* **Directions**:
A. The punchcard text first quotes the warning printed on the cards. List every action that warning, as first quoted, tells people not to do.
B. From the punchcard text, copy word for word the part that opens with the words containing "Starting in the" and closes with "technician on call.".

When punchcards became widely used, they were printed with a universal warning: “don’t bend, fold, spindle or mutilate”, which became a cultural meme that long outlived the use of punchcards. In the 1960s, punchcards and the slogan “don’t bend, fold, spindle or mutilate” became symbols of alienation and technocratic oppression used by campus protests and many countercultural movements:

The depersonalization of the punch-card era found its catch phrase in the words on the cards; its ubiquity gave it instant familiarity. One observer of the period wrote that marijuana, the 60s escape from the rigors of the real world, let you see “the strangeness of real unfolded-unspindled-unmutilated life” (Gitlan 202). “Do not fold, spindle, or mutilate” became shorthand for a whole realm of countercultural experience. The ecological movement of the early 1970s, a child of the 1960s counterculture, picked up on it too: a popular poster for Earth Day 1970 showed a picture of the Earth taken from space with the legend “Do not fold, spindle, or mutilate” (Lubar 1992, p. 48).

Starting in the 1950s it became possible to run more advanced statistical analyses, such as linear regression, using mainframe computers with punchcard inputs. Many of my professors in grad school had stories about trekking across campus at 3am, the only time they could get access to the computer, to the building with the giant, noisy computer in the basement. They would carry a stack of punchcards, trying hard not to trip or slip on ice because dropping the punchcards would mean hours of work to get them back into a specific order. Finally, while inputting the cards, inevitably one would get jammed, which meant alerting the surly technician on call.

Two technological advances together made punchcards obsolete. First, in the late 1970s and through the 1980s, it became possible to store data directly on a computer hard drive or a floppy disk, which led to the creation of electronic data files such as CSV. Second, the internet made it possible to transfer data electronically, which led to APIs, HTML, and remote databases.

* **Listed records**:
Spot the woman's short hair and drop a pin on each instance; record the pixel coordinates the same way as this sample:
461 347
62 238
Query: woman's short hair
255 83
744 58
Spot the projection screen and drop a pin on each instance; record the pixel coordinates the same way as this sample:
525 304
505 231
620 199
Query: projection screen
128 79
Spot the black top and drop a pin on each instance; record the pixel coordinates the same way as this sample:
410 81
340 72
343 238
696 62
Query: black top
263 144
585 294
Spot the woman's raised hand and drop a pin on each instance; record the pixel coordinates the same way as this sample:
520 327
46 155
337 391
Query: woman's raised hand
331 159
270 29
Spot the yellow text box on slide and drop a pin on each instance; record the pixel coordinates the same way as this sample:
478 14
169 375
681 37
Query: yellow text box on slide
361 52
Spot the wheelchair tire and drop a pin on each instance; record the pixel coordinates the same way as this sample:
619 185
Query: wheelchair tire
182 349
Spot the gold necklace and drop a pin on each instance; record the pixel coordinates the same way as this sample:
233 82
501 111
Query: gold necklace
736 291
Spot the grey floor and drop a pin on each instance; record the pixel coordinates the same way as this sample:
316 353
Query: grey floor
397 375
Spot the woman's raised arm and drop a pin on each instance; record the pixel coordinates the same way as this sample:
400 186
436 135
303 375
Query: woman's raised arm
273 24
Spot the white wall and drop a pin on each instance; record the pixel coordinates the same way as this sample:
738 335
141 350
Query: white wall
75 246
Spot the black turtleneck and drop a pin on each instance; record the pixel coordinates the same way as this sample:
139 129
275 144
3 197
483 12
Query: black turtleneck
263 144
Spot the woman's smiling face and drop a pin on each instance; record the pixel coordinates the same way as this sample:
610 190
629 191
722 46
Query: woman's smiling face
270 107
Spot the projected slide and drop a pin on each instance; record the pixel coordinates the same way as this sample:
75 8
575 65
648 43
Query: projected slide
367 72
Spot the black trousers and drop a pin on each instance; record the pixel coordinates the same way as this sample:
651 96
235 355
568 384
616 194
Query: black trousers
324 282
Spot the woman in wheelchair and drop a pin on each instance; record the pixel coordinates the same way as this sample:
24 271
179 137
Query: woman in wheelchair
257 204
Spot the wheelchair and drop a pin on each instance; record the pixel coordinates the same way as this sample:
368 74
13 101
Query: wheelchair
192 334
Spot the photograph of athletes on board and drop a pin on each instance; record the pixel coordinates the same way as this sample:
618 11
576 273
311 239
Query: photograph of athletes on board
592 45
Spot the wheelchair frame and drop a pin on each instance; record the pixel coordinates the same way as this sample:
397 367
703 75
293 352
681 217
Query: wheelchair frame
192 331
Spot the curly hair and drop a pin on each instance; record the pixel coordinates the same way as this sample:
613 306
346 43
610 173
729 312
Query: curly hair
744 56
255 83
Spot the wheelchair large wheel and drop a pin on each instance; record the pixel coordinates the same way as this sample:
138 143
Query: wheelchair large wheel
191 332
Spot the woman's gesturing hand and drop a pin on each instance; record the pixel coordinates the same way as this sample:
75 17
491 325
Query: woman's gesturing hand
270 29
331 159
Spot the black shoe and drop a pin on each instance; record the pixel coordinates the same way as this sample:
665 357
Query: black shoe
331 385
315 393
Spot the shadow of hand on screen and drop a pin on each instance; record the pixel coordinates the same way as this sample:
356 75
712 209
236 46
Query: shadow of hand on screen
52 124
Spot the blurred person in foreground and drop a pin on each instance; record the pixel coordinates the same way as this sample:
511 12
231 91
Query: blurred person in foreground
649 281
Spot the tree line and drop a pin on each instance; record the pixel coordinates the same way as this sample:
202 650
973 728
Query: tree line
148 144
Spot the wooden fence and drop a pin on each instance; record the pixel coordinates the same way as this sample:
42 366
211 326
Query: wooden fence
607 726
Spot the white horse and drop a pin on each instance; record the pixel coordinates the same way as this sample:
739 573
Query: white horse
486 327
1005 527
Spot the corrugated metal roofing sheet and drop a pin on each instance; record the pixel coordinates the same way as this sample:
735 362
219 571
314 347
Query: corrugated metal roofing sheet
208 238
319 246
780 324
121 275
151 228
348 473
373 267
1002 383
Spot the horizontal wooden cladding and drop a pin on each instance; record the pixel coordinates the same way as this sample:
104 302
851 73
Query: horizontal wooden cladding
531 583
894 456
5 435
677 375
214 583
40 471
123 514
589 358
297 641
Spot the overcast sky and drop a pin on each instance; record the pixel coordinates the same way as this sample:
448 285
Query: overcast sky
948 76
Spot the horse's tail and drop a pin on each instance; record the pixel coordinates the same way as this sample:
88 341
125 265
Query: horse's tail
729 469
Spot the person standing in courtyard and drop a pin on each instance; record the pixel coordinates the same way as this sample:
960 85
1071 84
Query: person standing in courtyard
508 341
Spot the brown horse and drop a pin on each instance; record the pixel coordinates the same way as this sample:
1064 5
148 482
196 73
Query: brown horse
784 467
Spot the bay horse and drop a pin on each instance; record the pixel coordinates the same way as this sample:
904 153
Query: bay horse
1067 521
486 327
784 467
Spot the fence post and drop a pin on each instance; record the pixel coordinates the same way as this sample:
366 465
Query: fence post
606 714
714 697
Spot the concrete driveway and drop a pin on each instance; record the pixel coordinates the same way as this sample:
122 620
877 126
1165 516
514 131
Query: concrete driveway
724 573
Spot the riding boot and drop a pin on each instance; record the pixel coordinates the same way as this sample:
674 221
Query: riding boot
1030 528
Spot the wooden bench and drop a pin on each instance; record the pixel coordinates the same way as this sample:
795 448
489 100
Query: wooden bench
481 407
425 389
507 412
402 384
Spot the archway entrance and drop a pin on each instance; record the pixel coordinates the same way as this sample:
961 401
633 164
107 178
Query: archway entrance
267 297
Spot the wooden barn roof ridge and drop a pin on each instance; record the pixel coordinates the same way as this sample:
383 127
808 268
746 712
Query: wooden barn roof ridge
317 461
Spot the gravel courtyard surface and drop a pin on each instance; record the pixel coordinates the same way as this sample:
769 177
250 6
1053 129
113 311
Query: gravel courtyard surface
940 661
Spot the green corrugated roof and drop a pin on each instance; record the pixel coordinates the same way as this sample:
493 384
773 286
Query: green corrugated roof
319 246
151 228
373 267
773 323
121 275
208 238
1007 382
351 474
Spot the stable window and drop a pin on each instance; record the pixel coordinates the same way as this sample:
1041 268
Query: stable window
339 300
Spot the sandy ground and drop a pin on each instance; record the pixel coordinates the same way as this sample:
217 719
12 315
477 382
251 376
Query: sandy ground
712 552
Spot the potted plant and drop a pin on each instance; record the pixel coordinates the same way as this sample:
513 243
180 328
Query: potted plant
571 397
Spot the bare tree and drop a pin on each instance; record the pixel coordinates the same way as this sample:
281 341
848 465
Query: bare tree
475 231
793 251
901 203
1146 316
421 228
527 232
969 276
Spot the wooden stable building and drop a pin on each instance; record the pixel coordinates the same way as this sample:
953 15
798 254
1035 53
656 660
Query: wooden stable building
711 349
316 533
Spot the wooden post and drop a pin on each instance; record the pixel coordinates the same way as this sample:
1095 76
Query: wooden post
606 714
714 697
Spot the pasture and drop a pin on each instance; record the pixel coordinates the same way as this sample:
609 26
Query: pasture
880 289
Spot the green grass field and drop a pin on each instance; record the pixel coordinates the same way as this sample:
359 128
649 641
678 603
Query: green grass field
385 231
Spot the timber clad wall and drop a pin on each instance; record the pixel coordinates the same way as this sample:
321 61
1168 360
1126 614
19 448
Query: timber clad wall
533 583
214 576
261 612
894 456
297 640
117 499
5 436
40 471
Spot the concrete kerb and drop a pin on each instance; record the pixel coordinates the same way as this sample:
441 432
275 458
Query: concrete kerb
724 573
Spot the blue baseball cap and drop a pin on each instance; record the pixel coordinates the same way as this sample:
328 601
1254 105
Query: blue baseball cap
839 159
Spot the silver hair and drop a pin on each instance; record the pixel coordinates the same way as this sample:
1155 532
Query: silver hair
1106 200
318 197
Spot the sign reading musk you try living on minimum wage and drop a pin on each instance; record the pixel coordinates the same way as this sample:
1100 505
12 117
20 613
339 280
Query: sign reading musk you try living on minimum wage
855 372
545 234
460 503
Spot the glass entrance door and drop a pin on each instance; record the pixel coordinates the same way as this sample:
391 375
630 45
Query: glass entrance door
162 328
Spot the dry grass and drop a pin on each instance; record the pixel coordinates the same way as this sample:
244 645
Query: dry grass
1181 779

* **Answers to the exercise**:
A.
bend
fold
spindle
mutilate

B.
Starting in the 1950s it became possible to run more advanced statistical analyses, such as linear regression, using mainframe computers with punchcard inputs. Many of my professors in grad school had stories about trekking across campus at 3am, the only time they could get access to the computer, to the building with the giant, noisy computer in the basement. They would carry a stack of punchcards, trying hard not to trip or slip on ice because dropping the punchcards would mean hours of work to get them back into a specific order. Finally, while inputting the cards, inevitably one would get jammed, which meant alerting the surly technician on call.